(Records)
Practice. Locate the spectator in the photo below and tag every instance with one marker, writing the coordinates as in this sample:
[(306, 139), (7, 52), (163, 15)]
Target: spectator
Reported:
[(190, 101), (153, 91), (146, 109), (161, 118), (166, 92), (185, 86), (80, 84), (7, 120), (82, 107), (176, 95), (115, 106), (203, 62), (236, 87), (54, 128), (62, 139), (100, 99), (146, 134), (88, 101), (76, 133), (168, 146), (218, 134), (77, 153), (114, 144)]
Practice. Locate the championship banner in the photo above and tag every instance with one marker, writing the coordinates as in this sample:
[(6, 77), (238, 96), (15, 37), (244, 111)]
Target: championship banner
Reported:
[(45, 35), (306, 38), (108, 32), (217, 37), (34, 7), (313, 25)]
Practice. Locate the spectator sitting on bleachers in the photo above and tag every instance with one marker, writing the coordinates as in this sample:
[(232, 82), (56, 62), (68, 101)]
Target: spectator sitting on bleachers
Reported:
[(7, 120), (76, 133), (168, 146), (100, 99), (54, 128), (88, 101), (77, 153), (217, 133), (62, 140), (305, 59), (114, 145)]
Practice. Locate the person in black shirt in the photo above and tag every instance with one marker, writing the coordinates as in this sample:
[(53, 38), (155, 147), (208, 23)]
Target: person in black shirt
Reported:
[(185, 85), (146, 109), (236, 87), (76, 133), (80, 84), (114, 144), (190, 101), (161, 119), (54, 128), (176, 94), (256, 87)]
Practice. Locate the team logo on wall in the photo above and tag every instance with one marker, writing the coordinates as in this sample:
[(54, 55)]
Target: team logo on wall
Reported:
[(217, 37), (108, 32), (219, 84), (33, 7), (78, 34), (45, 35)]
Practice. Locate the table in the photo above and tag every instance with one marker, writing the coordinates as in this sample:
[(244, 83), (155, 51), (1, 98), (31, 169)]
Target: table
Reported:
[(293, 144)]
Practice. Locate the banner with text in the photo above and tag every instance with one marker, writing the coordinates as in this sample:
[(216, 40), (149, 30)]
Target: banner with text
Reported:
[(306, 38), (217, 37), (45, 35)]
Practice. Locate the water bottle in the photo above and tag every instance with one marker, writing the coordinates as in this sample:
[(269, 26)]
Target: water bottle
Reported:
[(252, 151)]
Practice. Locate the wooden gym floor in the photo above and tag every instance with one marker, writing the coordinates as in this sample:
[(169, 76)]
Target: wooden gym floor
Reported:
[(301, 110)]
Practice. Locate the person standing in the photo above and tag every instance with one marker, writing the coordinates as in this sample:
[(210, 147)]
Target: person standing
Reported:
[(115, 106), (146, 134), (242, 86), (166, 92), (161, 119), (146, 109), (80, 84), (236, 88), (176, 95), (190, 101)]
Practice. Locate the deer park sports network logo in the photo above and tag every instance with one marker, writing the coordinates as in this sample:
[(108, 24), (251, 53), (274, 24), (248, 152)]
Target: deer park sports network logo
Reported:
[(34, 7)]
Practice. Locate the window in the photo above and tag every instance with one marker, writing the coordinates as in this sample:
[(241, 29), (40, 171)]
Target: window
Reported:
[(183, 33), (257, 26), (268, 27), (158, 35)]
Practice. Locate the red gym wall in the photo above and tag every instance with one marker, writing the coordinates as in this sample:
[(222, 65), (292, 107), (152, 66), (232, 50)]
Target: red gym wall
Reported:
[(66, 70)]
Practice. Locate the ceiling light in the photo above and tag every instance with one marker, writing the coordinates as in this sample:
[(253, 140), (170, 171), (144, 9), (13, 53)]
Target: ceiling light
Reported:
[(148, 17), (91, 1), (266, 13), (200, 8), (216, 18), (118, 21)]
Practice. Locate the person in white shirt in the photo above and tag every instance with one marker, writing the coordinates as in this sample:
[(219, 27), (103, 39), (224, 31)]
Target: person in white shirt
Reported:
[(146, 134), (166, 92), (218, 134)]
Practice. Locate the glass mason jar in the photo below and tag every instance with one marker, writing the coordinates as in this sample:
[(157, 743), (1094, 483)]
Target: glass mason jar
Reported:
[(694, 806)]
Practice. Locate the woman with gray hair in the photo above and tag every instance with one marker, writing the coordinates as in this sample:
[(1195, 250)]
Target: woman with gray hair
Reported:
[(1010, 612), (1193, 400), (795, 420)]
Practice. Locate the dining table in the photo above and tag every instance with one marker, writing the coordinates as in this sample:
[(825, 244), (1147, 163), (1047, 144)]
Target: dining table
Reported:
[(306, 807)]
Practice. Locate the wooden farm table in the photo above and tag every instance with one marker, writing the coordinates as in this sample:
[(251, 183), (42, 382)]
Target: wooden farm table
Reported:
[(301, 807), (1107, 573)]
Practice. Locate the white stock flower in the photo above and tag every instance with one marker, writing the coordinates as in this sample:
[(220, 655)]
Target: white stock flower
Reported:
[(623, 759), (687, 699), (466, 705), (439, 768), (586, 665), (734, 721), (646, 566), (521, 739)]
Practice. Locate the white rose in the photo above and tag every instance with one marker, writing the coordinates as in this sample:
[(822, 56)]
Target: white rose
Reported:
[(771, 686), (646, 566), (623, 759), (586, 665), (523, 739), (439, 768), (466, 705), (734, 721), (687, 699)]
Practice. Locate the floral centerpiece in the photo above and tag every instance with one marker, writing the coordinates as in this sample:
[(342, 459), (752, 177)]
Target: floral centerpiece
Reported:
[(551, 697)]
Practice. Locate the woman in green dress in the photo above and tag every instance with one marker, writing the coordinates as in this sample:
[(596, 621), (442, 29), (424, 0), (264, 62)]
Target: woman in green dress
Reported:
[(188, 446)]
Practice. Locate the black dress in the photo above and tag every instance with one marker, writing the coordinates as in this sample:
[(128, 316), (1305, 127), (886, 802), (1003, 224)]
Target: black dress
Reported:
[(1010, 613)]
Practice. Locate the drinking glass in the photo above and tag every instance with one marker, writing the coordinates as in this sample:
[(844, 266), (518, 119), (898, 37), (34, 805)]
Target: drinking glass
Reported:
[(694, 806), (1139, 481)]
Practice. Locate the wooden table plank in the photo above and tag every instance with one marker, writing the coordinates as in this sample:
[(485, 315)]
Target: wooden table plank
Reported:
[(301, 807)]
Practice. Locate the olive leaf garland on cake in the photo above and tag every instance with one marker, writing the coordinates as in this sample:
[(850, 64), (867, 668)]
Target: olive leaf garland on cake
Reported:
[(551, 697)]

**SET TASK**
Output the data above line for line, with no changes.

**COMPLETED EXERCISE**
Practice. Locate the spectator in the photo below and tag every instance with one marker, writing the coordinates as in this sample:
[(306, 139), (7, 52), (163, 15)]
Target: spectator
Reported:
[(190, 101), (153, 91), (146, 109), (161, 118), (166, 92), (185, 86), (80, 84), (7, 120), (82, 107), (176, 95), (115, 106), (203, 62), (236, 87), (54, 128), (62, 139), (100, 99), (146, 134), (88, 101), (76, 133), (168, 146), (218, 134), (77, 153), (114, 144)]
Practice. Locate the championship banner in the photo above and tag every instance with one marker, writing the coordinates as in this sample:
[(6, 77), (238, 96), (15, 37), (244, 111)]
Target: championship banner
Reported:
[(45, 35), (306, 38), (108, 32), (217, 37), (34, 7), (313, 25)]
Practice. Locate the spectator sitting on bleachers in the photo above and tag every instance with one marker, writing the coordinates as in this sample:
[(232, 82), (56, 62), (68, 101)]
Target: spectator sitting on bleachers
Reported:
[(7, 120), (76, 133), (168, 146), (100, 99), (54, 128), (88, 101), (77, 153), (217, 133), (62, 140), (305, 59), (114, 145)]
Practice. Locate the person in black shirt in the photo above and tag every instance with one marker, writing the coordinates as in this sample:
[(53, 38), (155, 147), (208, 23)]
Target: person in black shirt
Reported:
[(185, 85), (146, 109), (236, 87), (76, 133), (80, 84), (114, 144), (190, 101), (161, 119), (54, 128), (176, 94), (256, 87)]
Practice. Locate the team logo on wall in the photo above and tag every instance with one marker, writing the coordinates as in this sample:
[(54, 55)]
Target: team logo on wall
Reported:
[(217, 37), (108, 32), (219, 84), (33, 7), (78, 34), (45, 35)]
Practice. Locate the table in the photo above and tag every instance with one marker, writing the coordinates as in this sample:
[(244, 83), (155, 51), (1, 98), (31, 169)]
Target: table
Reported:
[(293, 144)]
Practice. Locate the banner with text in the photo above and tag every instance with one marker, writing the coordinates as in this sample:
[(216, 40), (149, 30)]
Target: banner with text
Reported:
[(306, 38), (217, 37), (45, 35)]
Practice. Locate the water bottle in the photo above and tag every instance with one marker, writing the coordinates as in this sample:
[(269, 26)]
Target: water bottle
Reported:
[(252, 151)]
Practice. Locate the wooden gym floor in the photo above and tag every instance with one marker, writing the coordinates as in this sample:
[(169, 76)]
Target: wooden gym floor
Reported:
[(301, 110)]
Practice. Locate the person standing in the photo above and tag every instance with one marker, writing the coordinates as in this sample:
[(210, 147)]
Target: person standing
Reported:
[(115, 106), (146, 134), (242, 86), (166, 92), (161, 119), (146, 109), (80, 84), (236, 88), (176, 95), (190, 101)]
Practice. Locate the deer park sports network logo in the photo above and tag every instance with one marker, writing the coordinates as in this sample:
[(108, 24), (251, 53), (274, 24), (248, 152)]
Target: deer park sports network logo
Reported:
[(34, 7)]
Practice. Locate the window in the photo above and tag every instance with one marker, writing the coordinates as in this sample:
[(241, 29), (40, 171)]
Target: window
Reported:
[(183, 33), (257, 26), (268, 27), (158, 35)]
Practice. Locate the red gym wall in the photo above and tag every instance with one marker, writing the coordinates as in this sample:
[(222, 65), (292, 107), (152, 66), (232, 50)]
Target: red gym wall
Reported:
[(66, 70)]
Practice. Locate the ceiling light in the photo above and tag every instance with one marker, writing the coordinates as in this sample:
[(253, 140), (170, 171), (144, 9), (13, 53)]
Target: ceiling light
Reported:
[(148, 17), (91, 1), (266, 13), (200, 8), (216, 18), (118, 21)]
Practice. Locate the person in white shirt in the photo above and tag every instance with one marker, writing the coordinates as in this sample:
[(219, 27), (103, 39), (224, 31)]
Target: person in white shirt
Reported:
[(146, 134), (166, 92), (218, 134)]
Practice. Locate the glass mason jar in the photo below and tag every instance with one marker, writing the coordinates as in this sample:
[(157, 743), (1094, 483)]
Target: glass mason jar
Reported:
[(694, 806)]
Practice. Locate the woman with gray hair in the photo above and tag every instance with one marker, writing the coordinates as in this sample:
[(1195, 250)]
Target: woman with gray hair
Reported:
[(1010, 612), (1193, 400), (795, 420)]
Practice. Locate the dining table in the photo above and tag every instance with one marker, writing the coordinates as in this sample:
[(825, 244), (1147, 163), (1047, 144)]
Target: dining table
Reported:
[(306, 807)]
Practice. Locate the wooden farm table in the photo above and tag every instance with one marker, writing the coordinates as in this sample:
[(251, 183), (42, 382)]
Target: wooden farm table
Reported:
[(301, 807), (1107, 573)]
Practice. Locate the white stock flower in the photo above and tag every instance with one marker, writing the coordinates as in this sample:
[(220, 655)]
Target: white stock flower
Reported:
[(623, 759), (687, 699), (466, 705), (439, 768), (586, 665), (734, 721), (646, 566), (521, 739)]
Practice. Locate the white rose in the photo above and tag every instance with one marker, writing the coordinates as in this sample:
[(822, 56)]
Target: white rose
Reported:
[(771, 686), (646, 566), (623, 759), (586, 665), (523, 739), (439, 768), (466, 705), (734, 721), (687, 699)]
Practice. Locate the floral centerpiece in the photo above and tag every instance with one marker, writing the coordinates as in this sample:
[(342, 459), (752, 177)]
Target: floral centerpiece
Reported:
[(551, 697)]
Practice. Locate the woman in green dress in the photo above and tag every instance with one marker, writing the coordinates as in this sample:
[(596, 621), (442, 29), (424, 0), (264, 62)]
Target: woman in green dress
Reported:
[(188, 446)]
Practice. Locate the black dress in the photo above and tag every instance with one marker, writing the coordinates as in this sample:
[(128, 316), (1305, 127), (886, 802), (1003, 224)]
Target: black dress
Reported:
[(1010, 613)]
Practice. Locate the drinking glass in the photo above and tag every instance with one marker, writing the coordinates as in this sample:
[(844, 266), (518, 119), (898, 37), (34, 805)]
Target: drinking glass
Reported:
[(694, 806), (1139, 481)]
Practice. Locate the wooden table plank in the photo above and tag every instance with one marker, writing the coordinates as in this sample:
[(485, 315)]
Target: wooden table plank
Reported:
[(301, 807)]
Practice. Locate the olive leaf garland on cake in the photo above and tag every instance with one marker, writing the coordinates as in this sample:
[(850, 64), (867, 668)]
Target: olive leaf garland on cake
Reported:
[(551, 697)]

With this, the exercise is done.